Records
-=-=-

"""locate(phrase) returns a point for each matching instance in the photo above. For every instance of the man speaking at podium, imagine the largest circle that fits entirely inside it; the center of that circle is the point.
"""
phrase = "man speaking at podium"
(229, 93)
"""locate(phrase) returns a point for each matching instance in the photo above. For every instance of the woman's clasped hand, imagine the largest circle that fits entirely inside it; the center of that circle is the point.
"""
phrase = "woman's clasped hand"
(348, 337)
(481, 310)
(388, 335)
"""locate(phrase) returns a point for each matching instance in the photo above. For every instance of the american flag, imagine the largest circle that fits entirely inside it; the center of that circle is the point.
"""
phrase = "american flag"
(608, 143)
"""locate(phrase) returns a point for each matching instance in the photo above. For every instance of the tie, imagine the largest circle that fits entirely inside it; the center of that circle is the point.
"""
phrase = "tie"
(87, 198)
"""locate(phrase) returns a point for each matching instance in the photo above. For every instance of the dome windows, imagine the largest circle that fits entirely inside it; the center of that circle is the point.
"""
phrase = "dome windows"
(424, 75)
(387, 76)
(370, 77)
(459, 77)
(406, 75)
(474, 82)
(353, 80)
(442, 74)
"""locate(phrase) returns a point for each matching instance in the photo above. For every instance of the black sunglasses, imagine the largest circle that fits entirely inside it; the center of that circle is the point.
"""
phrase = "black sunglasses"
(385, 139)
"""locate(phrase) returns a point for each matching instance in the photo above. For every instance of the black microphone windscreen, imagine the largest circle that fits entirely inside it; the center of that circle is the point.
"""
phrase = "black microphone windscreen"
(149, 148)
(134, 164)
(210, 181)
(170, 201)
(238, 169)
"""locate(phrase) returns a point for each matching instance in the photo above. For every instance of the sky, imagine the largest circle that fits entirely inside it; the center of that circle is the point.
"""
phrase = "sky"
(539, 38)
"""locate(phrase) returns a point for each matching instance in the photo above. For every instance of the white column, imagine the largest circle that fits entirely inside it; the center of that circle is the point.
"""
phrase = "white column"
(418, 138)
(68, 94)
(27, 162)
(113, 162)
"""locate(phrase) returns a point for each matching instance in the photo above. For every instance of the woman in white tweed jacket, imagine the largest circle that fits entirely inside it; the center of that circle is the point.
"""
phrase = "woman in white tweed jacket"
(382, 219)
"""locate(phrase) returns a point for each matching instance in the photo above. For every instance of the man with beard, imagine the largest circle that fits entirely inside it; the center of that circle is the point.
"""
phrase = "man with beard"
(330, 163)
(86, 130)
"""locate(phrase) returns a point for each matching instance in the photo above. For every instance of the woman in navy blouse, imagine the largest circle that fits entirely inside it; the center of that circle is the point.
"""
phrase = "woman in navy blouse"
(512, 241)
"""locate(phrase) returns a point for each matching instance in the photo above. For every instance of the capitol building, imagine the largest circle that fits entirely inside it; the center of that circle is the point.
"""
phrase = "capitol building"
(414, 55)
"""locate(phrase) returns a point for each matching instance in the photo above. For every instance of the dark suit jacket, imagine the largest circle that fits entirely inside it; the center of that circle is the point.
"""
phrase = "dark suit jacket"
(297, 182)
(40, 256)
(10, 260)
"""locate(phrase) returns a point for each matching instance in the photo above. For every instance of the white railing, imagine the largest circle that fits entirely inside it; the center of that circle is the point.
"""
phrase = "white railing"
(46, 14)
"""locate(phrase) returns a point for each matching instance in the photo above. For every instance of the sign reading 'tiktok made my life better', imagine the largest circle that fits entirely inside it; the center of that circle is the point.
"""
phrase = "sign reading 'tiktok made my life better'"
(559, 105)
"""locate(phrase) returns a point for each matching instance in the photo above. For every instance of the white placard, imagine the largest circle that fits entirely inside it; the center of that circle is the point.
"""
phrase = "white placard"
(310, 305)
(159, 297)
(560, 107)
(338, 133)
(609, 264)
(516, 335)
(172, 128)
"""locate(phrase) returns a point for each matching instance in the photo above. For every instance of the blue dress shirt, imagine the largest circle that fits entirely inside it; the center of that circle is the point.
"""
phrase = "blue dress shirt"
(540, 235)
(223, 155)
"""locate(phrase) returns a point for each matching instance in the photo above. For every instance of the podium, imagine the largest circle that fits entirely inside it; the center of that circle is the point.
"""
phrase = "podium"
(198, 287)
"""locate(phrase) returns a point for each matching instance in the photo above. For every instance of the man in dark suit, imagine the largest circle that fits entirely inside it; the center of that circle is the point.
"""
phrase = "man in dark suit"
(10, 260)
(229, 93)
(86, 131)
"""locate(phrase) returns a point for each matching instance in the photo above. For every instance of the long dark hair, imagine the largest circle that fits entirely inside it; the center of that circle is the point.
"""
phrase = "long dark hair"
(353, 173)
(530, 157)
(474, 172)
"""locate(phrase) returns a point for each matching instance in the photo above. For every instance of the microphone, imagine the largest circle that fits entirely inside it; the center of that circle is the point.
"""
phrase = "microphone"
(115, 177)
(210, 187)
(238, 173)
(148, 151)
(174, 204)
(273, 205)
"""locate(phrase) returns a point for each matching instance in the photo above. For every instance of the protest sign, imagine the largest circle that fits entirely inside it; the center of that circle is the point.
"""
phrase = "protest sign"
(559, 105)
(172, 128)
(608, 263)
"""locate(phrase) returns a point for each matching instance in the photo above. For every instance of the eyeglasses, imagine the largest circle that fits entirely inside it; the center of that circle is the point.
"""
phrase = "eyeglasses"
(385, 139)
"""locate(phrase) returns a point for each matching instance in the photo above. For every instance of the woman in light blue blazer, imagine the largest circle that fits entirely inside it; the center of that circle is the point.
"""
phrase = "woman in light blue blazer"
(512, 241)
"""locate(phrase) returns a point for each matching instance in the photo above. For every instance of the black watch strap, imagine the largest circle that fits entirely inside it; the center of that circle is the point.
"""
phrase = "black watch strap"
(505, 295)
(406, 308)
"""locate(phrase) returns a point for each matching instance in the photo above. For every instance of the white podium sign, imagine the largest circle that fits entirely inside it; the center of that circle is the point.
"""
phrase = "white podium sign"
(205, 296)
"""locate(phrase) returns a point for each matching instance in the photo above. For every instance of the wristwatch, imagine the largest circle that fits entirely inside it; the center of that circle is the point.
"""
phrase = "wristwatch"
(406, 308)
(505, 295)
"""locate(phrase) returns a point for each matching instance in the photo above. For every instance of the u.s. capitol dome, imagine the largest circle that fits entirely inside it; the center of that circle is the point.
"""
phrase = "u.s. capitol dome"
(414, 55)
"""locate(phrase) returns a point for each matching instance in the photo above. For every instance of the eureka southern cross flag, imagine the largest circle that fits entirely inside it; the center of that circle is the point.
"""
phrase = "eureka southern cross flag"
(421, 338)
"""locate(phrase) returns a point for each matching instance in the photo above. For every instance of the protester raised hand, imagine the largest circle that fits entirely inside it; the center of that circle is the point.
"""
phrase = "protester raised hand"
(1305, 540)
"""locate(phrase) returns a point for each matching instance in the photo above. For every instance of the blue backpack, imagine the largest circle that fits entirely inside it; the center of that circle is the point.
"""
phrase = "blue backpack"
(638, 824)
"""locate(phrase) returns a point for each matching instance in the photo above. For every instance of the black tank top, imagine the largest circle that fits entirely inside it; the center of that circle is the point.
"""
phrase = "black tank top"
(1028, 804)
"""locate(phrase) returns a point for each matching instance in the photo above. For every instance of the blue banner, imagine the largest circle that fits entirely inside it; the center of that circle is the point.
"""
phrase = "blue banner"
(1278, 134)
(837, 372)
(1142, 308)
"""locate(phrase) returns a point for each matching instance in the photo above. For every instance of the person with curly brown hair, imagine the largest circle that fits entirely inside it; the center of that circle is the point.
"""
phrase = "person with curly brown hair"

-=-=-

> **Short problem**
Reproduce every row above word for word, in the same order.

> **Full response**
"""locate(phrase) returns a point for each matching instance in the photo above. For every instance of the man speaking at podium, imagine the largest circle that fits entirely inside it; the center of that circle is the point.
"""
phrase = "man speaking at podium"
(229, 93)
"""locate(phrase) returns a point for each matching instance in the photo above. For every instance of the woman's clasped hand, imagine the largest circle that fits entirely inside it; the center of that circle is the point.
"""
phrase = "woman's clasped hand"
(348, 337)
(481, 310)
(388, 335)
"""locate(phrase) returns a point for each matching instance in the photo above. For every instance of the american flag, imagine the largest circle that fits entirely inside it; the center of that circle is the point.
"""
phrase = "american flag"
(608, 143)
"""locate(phrase) returns a point for each matching instance in the photo above. For every instance of the tie, imagine the largest circle that fits entirely inside it; the center of that circle is the point.
"""
phrase = "tie"
(87, 198)
"""locate(phrase) returns a point for each matching instance in the photo above. For every instance of the dome windows, imagine the largest circle that fits entirely inside it; the center of that circle is the point.
"""
phrase = "dome windows"
(424, 75)
(387, 76)
(370, 77)
(459, 77)
(406, 75)
(474, 82)
(353, 80)
(442, 74)
"""locate(phrase) returns a point for each matching instance in the photo above. For every instance of the black sunglasses, imagine the largest circle that fits entirely inside it; the center of that circle is the point.
"""
phrase = "black sunglasses"
(385, 139)
"""locate(phrase) returns a point for each matching instance in the photo above. For every instance of the black microphone windscreen, imagine the largest circle that fits entirely inside it; the center of that circle is the point.
"""
phrase = "black microphone windscreen"
(149, 148)
(134, 164)
(210, 181)
(170, 201)
(238, 169)
"""locate(phrase) returns a point for each matching instance in the photo above. For every instance of the sky, imagine the largest circle that fits entirely inside it; the center of that circle is the point.
"""
phrase = "sky"
(539, 38)
"""locate(phrase) returns a point for each matching instance in the photo above. For every instance of the white column, imagine the largest circle that fits entirely inside it; the center of that circle is the point.
"""
phrase = "white column"
(418, 138)
(68, 94)
(27, 162)
(113, 162)
"""locate(phrase) returns a point for each matching instance in the photo above. For every instance of the woman in white tweed jacket, imagine the largest circle that fits entirely inside it; the center of that circle is the point.
"""
phrase = "woman in white tweed jacket"
(382, 219)
"""locate(phrase) returns a point for each matching instance in the photo above. For every instance of the man with beard, imagine the largest circle that fits entirely inside it; the center of that circle is the point.
"""
phrase = "man with beard"
(330, 163)
(86, 130)
"""locate(phrase) returns a point for each matching instance in the photo above. For every instance of the woman in navy blouse, imagine the largest circle that fits entirely inside it; the center of that circle is the point.
"""
phrase = "woman in navy blouse"
(512, 241)
"""locate(phrase) returns a point for each matching instance in the photo above. For every instance of the capitol building, imagine the largest circle that fits entirely inside it; the center of that circle is the point.
"""
phrase = "capitol building"
(414, 55)
"""locate(phrase) returns a point for each matching instance in the photo above. For every instance of the dark suit jacket, imagine the largest circle that fits entirely inside it; the center of that circle is the point.
"""
phrase = "dark suit jacket"
(297, 182)
(40, 256)
(10, 260)
"""locate(phrase) returns a point for each matching instance in the photo above. For every instance of the white railing, imagine the largest circle that fits entirely inside it; the center of that circle is the point.
"""
phrase = "white railing"
(46, 14)
"""locate(phrase) returns a point for each matching instance in the photo above. For every instance of the sign reading 'tiktok made my life better', imagine the largest circle that fits entirely inside it; the center of that circle is the point.
"""
phrase = "sign reading 'tiktok made my life better'"
(559, 105)
"""locate(phrase) returns a point for each matching instance in the photo above. For every instance of the white placard, imagine the largest circle that fits entirely inside it; the center of that circle is the point.
"""
phrase = "white placard"
(310, 305)
(159, 297)
(560, 107)
(338, 133)
(609, 264)
(516, 335)
(172, 128)
"""locate(phrase) returns a point for each matching instance in the photo above. For every instance of the blue dress shirt, imagine the largest circle that fits entirely inside it; the center of that circle is the point.
"""
phrase = "blue dress shirt"
(540, 235)
(223, 155)
"""locate(phrase) returns a point for each matching instance in the photo above. For every instance of the podium, imagine the largest circle that fits entirely inside it; the center of that circle is the point.
"""
phrase = "podium"
(198, 287)
"""locate(phrase) returns a point for each matching instance in the photo above. For every instance of the man in dark suit, imagine the largest circle that fits entirely inside it; the center of that circle is the point.
"""
phrase = "man in dark suit"
(10, 260)
(229, 93)
(86, 131)
"""locate(phrase) returns a point for each matching instance in the photo above. For every instance of the long dark hair, imagine the largest circle that fits entirely inside it; the center of that circle is the point.
"""
phrase = "long dark hair"
(353, 173)
(530, 157)
(474, 172)
"""locate(phrase) returns a point for each matching instance in the photo above. For every instance of the microphone, imagine the largest circle that fits entirely inside it; the center of that circle is the point.
"""
phrase = "microphone"
(115, 177)
(210, 187)
(238, 173)
(148, 151)
(174, 204)
(273, 205)
"""locate(phrase) returns a point for each matching instance in the photo above. For every instance of the protest sign, imagine the largest circle that fits entirely inside it; the center of that circle is the point.
"""
phrase = "protest sign"
(559, 105)
(172, 128)
(608, 263)
"""locate(phrase) returns a point for each matching instance in the photo above. For every instance of the eyeglasses, imagine the largest circle that fits entirely inside it; the center of that circle is the point.
"""
phrase = "eyeglasses"
(385, 139)
"""locate(phrase) returns a point for each matching instance in the photo above. For every instance of the woman in light blue blazer, imagine the largest circle that fits entirely inside it; the center of that circle is the point.
"""
phrase = "woman in light blue blazer"
(512, 241)
"""locate(phrase) returns a point for each matching instance in the photo above. For every instance of the black watch strap, imagine the largest circle that fits entirely inside it; the center of that circle is the point.
"""
phrase = "black watch strap"
(505, 295)
(406, 308)
"""locate(phrase) returns a point for each matching instance in the photo above. For every instance of the white podium sign, imagine the largest circle that fits entirely inside it; the center of that circle is the point.
"""
phrase = "white podium sign"
(205, 296)
"""locate(phrase) returns a point for each matching instance in the photo above. For every instance of the wristwatch, imagine the largest circle that fits entirely inside it; the center of that circle is the point.
"""
phrase = "wristwatch"
(406, 308)
(505, 295)
"""locate(phrase) returns a point for each matching instance in the photo above. For every instance of the u.s. capitol dome, imagine the largest circle that fits entirely inside it; the center of that circle is the point.
"""
phrase = "u.s. capitol dome"
(414, 55)
"""locate(phrase) returns a point for each matching instance in the photo above. For every instance of the eureka southern cross flag, imagine the largest circle that fits entirely inside it; the center of that circle is the point.
"""
phrase = "eureka southern cross flag"
(421, 338)
"""locate(phrase) returns a point for each matching instance in the photo above. For every instance of the protester raised hand, imagine the largest circle that fits entirely inside it; the center of that circle is the point.
"""
phrase = "protester raised hand"
(1305, 540)
"""locate(phrase) returns a point for each matching instance in the photo above. For every instance of the blue backpack, imagine the largest circle that fits entirely inside it; the center of that circle is the point.
"""
phrase = "blue backpack"
(638, 824)
"""locate(phrase) returns a point for each matching instance in the photo above. For every instance of the black tank top, imagine the largest circle that fits entirely inside it; the center of that circle is the point.
"""
phrase = "black tank top"
(1028, 804)
"""locate(phrase) returns a point for each matching instance in the photo above. For every instance of the blue banner, imagine the largest circle that fits entirely inside it; the center of that circle is the point.
"""
phrase = "blue banner"
(1278, 134)
(837, 372)
(1142, 308)
"""locate(phrase) returns a point for each matching instance in the photo above. For every instance of the person with curly brown hair, imagine the largest circle that fits entirely inside it; the center of that circle is the point.
"""
phrase = "person with curly brown hair"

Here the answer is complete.